(EXERCISE DESCRIPTION):
The answer should be the lines from the one with "detect_objects — Locates the specified skin" through the final line of the entries, restated word for word.

(EXTRACTED MATERIAL):
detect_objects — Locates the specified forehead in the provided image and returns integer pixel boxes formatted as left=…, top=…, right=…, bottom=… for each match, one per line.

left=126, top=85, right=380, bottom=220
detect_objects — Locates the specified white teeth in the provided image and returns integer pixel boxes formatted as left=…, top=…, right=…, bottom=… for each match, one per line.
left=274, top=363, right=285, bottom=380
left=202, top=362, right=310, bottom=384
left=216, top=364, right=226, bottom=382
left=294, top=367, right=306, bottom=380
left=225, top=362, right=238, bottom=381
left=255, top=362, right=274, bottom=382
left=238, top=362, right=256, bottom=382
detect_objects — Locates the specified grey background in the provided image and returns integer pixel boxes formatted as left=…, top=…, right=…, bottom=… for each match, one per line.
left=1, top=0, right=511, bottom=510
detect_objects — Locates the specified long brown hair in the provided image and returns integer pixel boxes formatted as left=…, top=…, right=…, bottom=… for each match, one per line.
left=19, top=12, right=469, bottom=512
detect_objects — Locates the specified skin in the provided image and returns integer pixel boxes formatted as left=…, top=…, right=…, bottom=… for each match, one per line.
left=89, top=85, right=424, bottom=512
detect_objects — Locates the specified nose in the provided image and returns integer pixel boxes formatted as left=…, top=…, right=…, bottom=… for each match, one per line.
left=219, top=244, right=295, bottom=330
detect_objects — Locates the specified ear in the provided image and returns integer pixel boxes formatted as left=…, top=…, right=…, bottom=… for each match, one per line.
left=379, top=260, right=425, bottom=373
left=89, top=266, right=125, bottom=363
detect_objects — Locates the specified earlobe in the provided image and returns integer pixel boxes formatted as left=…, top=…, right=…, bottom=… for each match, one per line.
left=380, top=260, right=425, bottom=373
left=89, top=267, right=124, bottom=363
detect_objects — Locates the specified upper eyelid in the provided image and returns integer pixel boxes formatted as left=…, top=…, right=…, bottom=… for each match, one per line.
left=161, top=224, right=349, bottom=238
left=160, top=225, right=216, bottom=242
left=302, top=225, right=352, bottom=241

(WRITTEN RESPONSE):
detect_objects — Locates the specified skin in the provided image and returns integer pixel boxes formatted as left=…, top=…, right=…, bottom=… for each match, one per line.
left=89, top=85, right=424, bottom=512
detect_objects — Locates the specified nose in the provided image and returns integer pixel boxes formatted as left=…, top=…, right=…, bottom=… for each match, one per line.
left=219, top=244, right=295, bottom=330
detect_objects — Locates the specified ear in the provided image and returns integer pixel boxes formatted as left=…, top=…, right=…, bottom=… for each match, one per line.
left=379, top=260, right=425, bottom=373
left=89, top=266, right=125, bottom=363
detect_objects — Locates the specified earlobe in the provided image and returns integer pixel boxes formatted as left=…, top=…, right=…, bottom=… for each match, one per line.
left=380, top=260, right=425, bottom=373
left=89, top=267, right=124, bottom=363
detect_objects — Locates the specified upper eyelid in the provided image and returns integer pixel boxes formatted as left=…, top=…, right=…, bottom=… for each match, one per line.
left=161, top=224, right=349, bottom=238
left=160, top=225, right=216, bottom=242
left=302, top=225, right=352, bottom=241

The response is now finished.